PASSAGE SHOWN —
start

Although unaccustomed at the beginning eventually he got used to life back in Japan. Then after about 5 months events unfolded like those in a movie. Jiro’s father suffered a work accident and passed away. His family’s business shut down. All this was said lightly to me, a stranger, yet I was shocked and pained. It was a story told in two simple sentences but it told of a profound experience the pain of which one may never be able to walk away from one’s entire life. I could only offer my sympathies and yet this was exactly what he did not need. In the end all I could do was let out a sharp breath and punch this story into my keyboard. It makes me feel a little ashamed.
Death’s blow made him think deeply. It’s trite but it’s true - death made him realise how we can never be sure when we will leave forever. Therefore if we have anything we want to accomplish in life, any goal we want to achieve, we should act now. His father’s passing pushed him on yet another journey - New Zealand - where he flagged down car after car, trekked across mountain after mountain, worked when his money ran out and stopped only briefly in places. Sometimes he left without saying goodbye. Like a bird that flies from North to South to escape winter, he brought the air from the Arctic Circle, the blueness from the Pacific, the snow from Siberia and the sunlit rays from Latin America into other’s lives. Some stories allowed brilliantly colourful flowers to blossom, some were planted deep in the soil of people’s hearts, and are waiting for spring.
When wandering becomes the most normal thing in the world, stillness is the hardest thing.
On the move day after day, year after year, sometimes with a goal, sometimes without, he had come to think that life could be lived in no other way. Over the thousands of days that I have travelled I can’t stop coming across people like Jiro. In these people I catch glimpses of myself. Last summer in Rome, I met an Australian driving a bus and exploring the world. The first thing he said to me was, “Could you listen to my story?"
To pour one’s heart out to a stranger is no easy thing. We sat on long benches near in the Spanish Quarter, drinking warm beer. He told me he could never return home. He said he had met a few genuine and nice people, but could never imagine staying behind for anyone. The feeling of not knowing where he would be the next day was intoxicating, he felt, but to have shared yesterday with someone was special, too. His heart was full of feelings and his head full of stories but he had never had the chance to distill those feelings and stories into something tangible. He said he was afraid- afraid that if he continued on like this, he would become rootless. I didn’t say anything, just listened, but there were quite a few times when I felt strong reactions to what he was saying.
Not long after a few of his friends from Rome walked towards us. One of them pointed to him and said loudly, “That’s him! My really cool friend! He’s already driven a bus traveling world for a few years!” I saw him nod his head a little embarrassedly. Maybe nobody noticed but in that moment his expression was indescribable, almost as if there were no words in any language that could capture the look he had. I felt like I had been slapped. That night we and his friends walked Rome till the sun rose because I knew that even if I went home I would only have been able to stare at the rafters till the morning.

end

DIRECTIVES —
**A.** In the passage about Jiro, what became of his family's business after his father's death?
**B.** Mark each statement as agreeing with the passage about Jiro or not, and support each answer with the deciding words quoted from it: (i) The Australian met in Rome was driving a bus. (ii) The narrator and the Australian drank cold wine together. (iii) The Australian said he could easily imagine staying behind for someone.
**C.** Carry on the passage about Jiro, starting after its final sentence.
The listing that comes after this has no role in the work here.

RECORD SET —

start

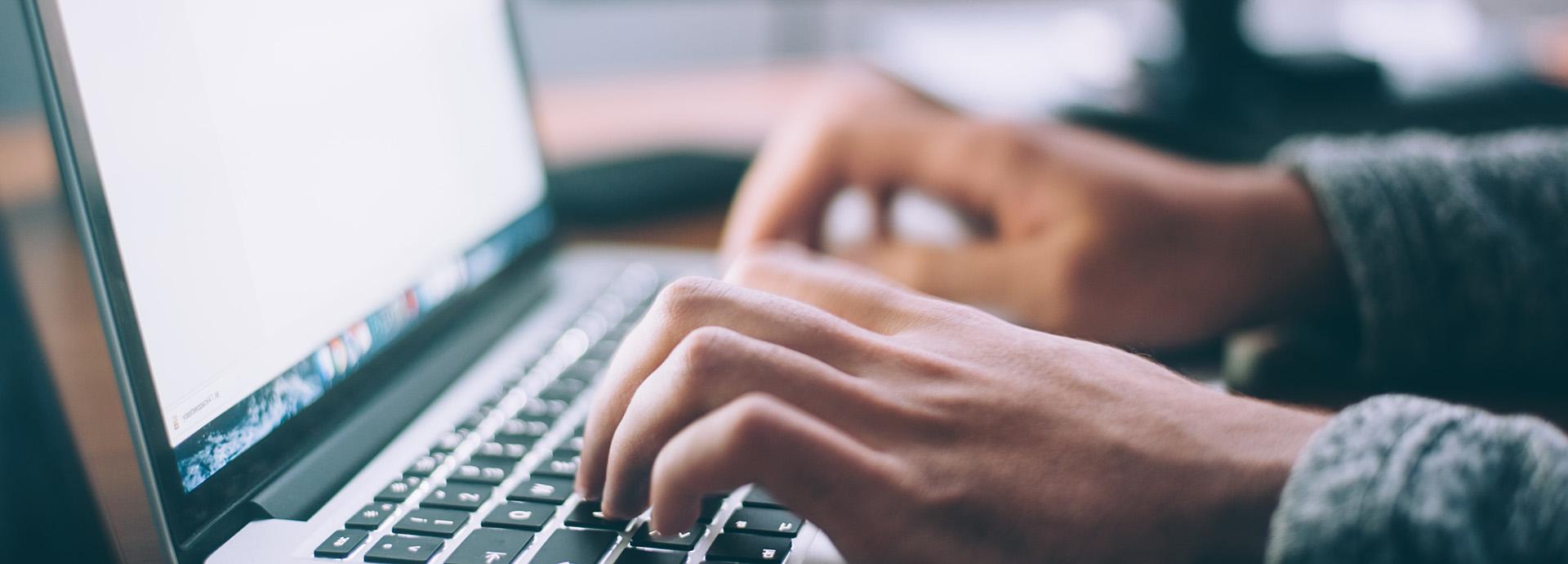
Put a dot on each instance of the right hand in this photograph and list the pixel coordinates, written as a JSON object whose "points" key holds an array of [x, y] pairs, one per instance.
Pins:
{"points": [[1089, 236]]}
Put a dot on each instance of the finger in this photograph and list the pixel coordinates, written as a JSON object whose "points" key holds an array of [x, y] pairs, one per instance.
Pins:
{"points": [[844, 289], [710, 368], [816, 468], [784, 194], [979, 274], [687, 305]]}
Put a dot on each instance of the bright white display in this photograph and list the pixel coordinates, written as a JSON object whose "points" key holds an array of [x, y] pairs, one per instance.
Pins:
{"points": [[278, 170]]}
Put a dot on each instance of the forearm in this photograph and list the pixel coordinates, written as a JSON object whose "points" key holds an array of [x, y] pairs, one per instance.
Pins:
{"points": [[1454, 252], [1405, 480]]}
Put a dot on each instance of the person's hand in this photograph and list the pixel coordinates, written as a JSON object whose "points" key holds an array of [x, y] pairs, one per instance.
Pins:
{"points": [[913, 429], [1087, 235]]}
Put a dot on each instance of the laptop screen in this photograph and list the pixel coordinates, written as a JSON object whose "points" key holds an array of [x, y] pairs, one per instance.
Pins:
{"points": [[295, 182]]}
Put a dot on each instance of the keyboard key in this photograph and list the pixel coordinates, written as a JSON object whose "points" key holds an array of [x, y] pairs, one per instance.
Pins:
{"points": [[576, 547], [474, 420], [758, 521], [433, 522], [562, 463], [733, 547], [483, 470], [399, 490], [403, 550], [425, 465], [588, 516], [571, 445], [761, 499], [371, 516], [564, 390], [490, 547], [449, 442], [683, 541], [521, 516], [465, 497], [710, 506], [496, 450], [341, 544], [521, 431], [552, 490], [545, 410], [648, 557]]}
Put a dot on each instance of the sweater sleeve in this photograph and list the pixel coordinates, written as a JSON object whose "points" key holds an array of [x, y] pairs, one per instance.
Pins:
{"points": [[1404, 480], [1455, 248]]}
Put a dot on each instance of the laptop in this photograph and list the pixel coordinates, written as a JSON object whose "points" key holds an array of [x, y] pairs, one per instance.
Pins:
{"points": [[46, 511], [341, 324]]}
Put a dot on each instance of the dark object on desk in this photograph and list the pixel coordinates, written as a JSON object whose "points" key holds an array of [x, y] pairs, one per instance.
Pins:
{"points": [[46, 508], [645, 186], [1222, 100]]}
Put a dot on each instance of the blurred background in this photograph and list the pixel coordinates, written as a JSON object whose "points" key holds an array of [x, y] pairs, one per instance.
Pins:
{"points": [[651, 109]]}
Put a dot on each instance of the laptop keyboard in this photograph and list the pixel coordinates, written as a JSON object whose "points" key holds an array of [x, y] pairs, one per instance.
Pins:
{"points": [[501, 481]]}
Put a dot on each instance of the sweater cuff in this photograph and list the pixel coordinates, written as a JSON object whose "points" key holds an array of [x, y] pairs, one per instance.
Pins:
{"points": [[1363, 194], [1409, 480]]}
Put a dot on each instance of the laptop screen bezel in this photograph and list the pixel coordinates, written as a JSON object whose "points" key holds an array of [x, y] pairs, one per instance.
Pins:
{"points": [[184, 514]]}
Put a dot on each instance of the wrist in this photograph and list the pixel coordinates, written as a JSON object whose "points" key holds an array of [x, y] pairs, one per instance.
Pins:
{"points": [[1263, 445], [1285, 252]]}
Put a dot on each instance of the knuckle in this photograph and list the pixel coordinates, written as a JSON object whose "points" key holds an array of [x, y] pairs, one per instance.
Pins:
{"points": [[750, 420], [707, 351], [687, 294]]}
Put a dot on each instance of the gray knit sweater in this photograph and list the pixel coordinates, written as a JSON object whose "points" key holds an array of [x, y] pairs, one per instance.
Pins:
{"points": [[1457, 253]]}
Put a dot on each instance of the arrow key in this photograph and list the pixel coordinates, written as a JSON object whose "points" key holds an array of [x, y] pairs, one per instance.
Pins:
{"points": [[341, 544], [403, 550], [676, 541], [770, 522], [521, 516], [648, 557], [490, 547], [433, 522]]}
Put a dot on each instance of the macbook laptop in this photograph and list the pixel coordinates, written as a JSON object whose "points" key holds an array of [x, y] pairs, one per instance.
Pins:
{"points": [[341, 325], [46, 511]]}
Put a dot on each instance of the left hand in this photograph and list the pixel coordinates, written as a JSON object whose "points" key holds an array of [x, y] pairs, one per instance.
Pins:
{"points": [[913, 429]]}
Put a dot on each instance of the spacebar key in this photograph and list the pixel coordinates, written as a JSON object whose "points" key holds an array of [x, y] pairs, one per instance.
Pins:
{"points": [[576, 547]]}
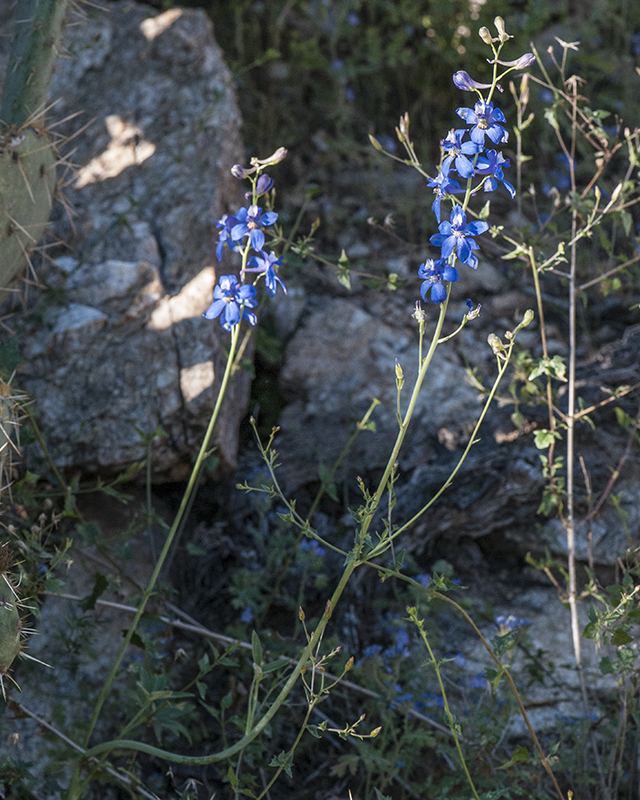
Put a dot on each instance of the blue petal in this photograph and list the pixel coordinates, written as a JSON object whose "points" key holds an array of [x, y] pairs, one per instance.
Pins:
{"points": [[476, 228], [450, 274], [257, 239], [214, 309], [438, 292]]}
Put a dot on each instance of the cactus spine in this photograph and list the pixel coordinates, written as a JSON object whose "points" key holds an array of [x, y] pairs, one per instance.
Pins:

end

ANSWER LIST —
**A.** It shut down.

**B.**
(i) Yes: "I met an Australian driving a bus and exploring the world."
(ii) No: "drinking warm beer."
(iii) No: "could never imagine staying behind for anyone."

**C.**
I held my cup tightly searching for the right moment to share this encounter with Jiro. Then I felt there was no need to do so. Both of us in different places and at different times in our lives had come to realize one thing - when roaming the world becomes mundane the hardest challenge is being still. To slowly watch a cloud changing shape, to watch baby shoots sprouting, to feel the wind’s breath across one’s hair, or how a mouthful of ice water slips down one’s throat. To long for the people who have changed our lives and what we said to them, to think about the times when we were moved beyond words.
In Europe, Jiro walked from the Pyrenees mountains in France to Spain’s Catholic church of San Diego on what people call the Santiago Pilgrimage route. The route is fully 800 kilometers long and on that road abruptly Jiro decided to return home. This time it wasn’t because of an unfortunate event. Rather he had found a reason for going back. He wanted to return to his grandmother’s old house where the pure, simple, old Japanese village lay surrounded by mountains and rivers, where tea farms stretched endlessly, where there was a Japanese-style house over a hundred years old, with a small vegetable garden in front, where one can hear the gurgling river flowing by.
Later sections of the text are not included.